| TASKS AND EXERCISES |
- 1) Using the building history shown, explain why No. 147 came to be known as Vingårdstræde 1 and Admiralgade 15.
- 2) In the building history shown, substitute "flats" for "apartments" and write out the stretch from "With the introduction" through "founded in 1881.".

| PASSAGE SHOWN |
+---+

Christian A. Jørgensen's grocery business in the basement was at some point taken over by Hans Olsen and continued under his own name. The building was in 1867 (one year after Dorothea Busck's death) subject to a major renovation. The basement of the extension in Admiralgade was converted into another grocery shop (this time a hørkræmmer). The ground floor was at the same time converted into a café with associated dwelling for the restaurateur.

With the introduction of house numbering by street in 1859 (as opposed to the old cadastral numbers by quarter), No. 147 became Vingårdstræde 1 and Admiralgade 15. The minister Bruun Juul Fog (1819–1896) resided in one of the apartments at Admiralgade 15 from 1862 to 1869.

The café was in 1886 converted into a wineshop. In 1818, it was converted into a broker's office. The building was in 1921 acquired by Dansk Ligbrændingsforening. The association had been founded in 1881.

Liv & Død (formerly Dansk Ligbrændingsforening) was based in the building until at least 2009.

+---+

| DATA EXCERPTS |
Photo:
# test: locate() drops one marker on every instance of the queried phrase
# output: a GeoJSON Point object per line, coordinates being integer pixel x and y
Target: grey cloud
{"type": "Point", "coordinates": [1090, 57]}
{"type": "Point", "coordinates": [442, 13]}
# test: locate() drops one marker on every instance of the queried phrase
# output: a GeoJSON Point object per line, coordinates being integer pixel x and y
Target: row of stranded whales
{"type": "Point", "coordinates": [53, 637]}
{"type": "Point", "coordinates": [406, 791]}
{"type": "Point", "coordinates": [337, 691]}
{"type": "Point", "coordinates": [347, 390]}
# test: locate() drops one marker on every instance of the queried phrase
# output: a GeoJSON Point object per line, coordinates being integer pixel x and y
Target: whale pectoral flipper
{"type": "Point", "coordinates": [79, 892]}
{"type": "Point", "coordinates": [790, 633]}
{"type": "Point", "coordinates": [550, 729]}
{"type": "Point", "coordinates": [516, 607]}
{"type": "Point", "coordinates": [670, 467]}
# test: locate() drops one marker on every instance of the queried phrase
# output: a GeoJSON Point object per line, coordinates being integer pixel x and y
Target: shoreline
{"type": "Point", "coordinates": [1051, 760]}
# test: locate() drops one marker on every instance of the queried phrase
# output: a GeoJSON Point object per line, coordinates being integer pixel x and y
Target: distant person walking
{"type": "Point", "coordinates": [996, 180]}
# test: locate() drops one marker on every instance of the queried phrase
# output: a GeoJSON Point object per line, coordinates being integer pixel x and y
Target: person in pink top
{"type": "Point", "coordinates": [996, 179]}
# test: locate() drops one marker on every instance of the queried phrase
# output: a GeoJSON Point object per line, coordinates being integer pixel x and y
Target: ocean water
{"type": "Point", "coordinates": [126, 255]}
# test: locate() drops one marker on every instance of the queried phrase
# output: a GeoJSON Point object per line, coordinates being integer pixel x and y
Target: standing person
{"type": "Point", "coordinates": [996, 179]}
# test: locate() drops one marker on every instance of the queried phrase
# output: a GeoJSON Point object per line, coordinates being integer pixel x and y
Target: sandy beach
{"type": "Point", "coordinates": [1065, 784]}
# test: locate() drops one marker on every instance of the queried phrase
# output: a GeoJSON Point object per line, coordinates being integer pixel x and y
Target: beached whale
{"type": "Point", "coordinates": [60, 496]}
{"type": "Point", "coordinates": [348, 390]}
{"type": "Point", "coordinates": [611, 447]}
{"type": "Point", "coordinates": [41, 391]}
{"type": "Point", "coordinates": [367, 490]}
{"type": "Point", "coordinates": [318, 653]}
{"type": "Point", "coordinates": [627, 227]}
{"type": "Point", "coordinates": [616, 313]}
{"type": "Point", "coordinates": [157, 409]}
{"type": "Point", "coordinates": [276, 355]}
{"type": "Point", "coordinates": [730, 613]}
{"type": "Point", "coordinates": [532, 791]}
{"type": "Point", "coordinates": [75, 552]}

+---+

| SOLUTIONS |
- 1) In 1859, house numbering by street replaced the old cadastral numbers by quarter. Under the new system, No. 147 received the street addresses Vingårdstræde 1 and Admiralgade 15.

- 2)
With the introduction of house numbering by street in 1859 (as opposed to the old cadastral numbers by quarter), No. 147 became Vingårdstræde 1 and Admiralgade 15. The minister Bruun Juul Fog (1819–1896) resided in one of the flats at Admiralgade 15 from 1862 to 1869.

The café was in 1886 converted into a wineshop. In 1818, it was converted into a broker's office. The building was in 1921 acquired by Dansk Ligbrændingsforening. The association had been founded in 1881.